BRIEF: Skip all lines in the entries below that come before the one containing "If you could pick out the dark background". Repeat that line and the rest exactly.

+ + + + +

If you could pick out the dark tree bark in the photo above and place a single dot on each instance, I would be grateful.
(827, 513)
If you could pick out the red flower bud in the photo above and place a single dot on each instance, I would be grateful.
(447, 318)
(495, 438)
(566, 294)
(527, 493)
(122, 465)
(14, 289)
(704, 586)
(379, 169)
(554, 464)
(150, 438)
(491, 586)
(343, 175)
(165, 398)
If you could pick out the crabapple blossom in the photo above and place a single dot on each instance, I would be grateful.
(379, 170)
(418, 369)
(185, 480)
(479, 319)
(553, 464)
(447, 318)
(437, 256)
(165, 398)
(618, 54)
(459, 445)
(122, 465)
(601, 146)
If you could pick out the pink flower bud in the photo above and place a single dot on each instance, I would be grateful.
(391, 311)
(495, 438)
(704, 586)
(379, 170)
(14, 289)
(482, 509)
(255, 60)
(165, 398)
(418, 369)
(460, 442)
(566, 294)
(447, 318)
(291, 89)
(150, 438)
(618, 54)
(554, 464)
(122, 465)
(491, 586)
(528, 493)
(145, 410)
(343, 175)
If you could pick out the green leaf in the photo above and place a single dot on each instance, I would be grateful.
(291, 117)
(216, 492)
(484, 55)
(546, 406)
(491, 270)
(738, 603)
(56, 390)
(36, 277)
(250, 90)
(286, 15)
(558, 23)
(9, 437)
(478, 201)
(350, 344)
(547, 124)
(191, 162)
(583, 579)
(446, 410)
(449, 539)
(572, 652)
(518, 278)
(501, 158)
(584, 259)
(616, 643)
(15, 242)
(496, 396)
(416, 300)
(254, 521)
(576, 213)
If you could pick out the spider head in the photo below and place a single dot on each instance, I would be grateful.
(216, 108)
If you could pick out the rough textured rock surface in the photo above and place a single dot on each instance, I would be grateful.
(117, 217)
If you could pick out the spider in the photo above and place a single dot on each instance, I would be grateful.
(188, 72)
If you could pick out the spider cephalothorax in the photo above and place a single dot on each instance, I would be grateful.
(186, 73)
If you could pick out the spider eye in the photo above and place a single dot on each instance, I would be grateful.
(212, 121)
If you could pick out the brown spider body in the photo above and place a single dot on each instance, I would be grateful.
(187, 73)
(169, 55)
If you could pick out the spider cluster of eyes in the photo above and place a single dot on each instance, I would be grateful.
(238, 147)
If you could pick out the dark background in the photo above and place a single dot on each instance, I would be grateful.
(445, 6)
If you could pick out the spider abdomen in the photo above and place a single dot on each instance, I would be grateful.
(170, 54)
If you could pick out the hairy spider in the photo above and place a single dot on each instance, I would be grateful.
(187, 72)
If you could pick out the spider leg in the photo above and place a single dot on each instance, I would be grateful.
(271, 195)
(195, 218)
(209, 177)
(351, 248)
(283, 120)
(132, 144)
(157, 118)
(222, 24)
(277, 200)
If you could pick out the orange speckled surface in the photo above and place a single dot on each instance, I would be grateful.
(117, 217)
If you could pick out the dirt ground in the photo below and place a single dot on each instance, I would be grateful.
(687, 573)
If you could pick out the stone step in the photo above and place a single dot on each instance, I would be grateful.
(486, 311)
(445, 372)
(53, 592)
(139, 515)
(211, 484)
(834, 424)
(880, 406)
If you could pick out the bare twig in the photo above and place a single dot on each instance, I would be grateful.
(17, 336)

+ + + + +

ANSWER TO THE EXERCISE:
If you could pick out the dark background in the photo above and place a single dot on each instance, I would be grateful.
(445, 6)
If you could pick out the spider abdomen in the photo above and place a single dot on each instance, I would be grateful.
(170, 54)
If you could pick out the hairy spider in the photo above and place a single dot on each instance, I would be grateful.
(187, 72)
If you could pick out the spider leg in the photo above and place a single dot on each instance, I would be grateful.
(271, 195)
(195, 218)
(209, 177)
(351, 248)
(283, 120)
(132, 144)
(157, 118)
(222, 24)
(277, 200)
If you could pick out the orange speckled surface in the photo above and place a single dot on each instance, I would be grateful.
(117, 217)
If you could pick out the dirt ground in the photo below and place a single dot on each instance, I would be grateful.
(687, 573)
If you could pick out the stone step in the photo above and place a single dot on each instance, I would be grateful.
(486, 311)
(445, 372)
(53, 592)
(139, 515)
(211, 484)
(834, 424)
(880, 406)
If you could pick out the bare twig in the photo above and place a single dot on each instance, I would be grateful.
(17, 336)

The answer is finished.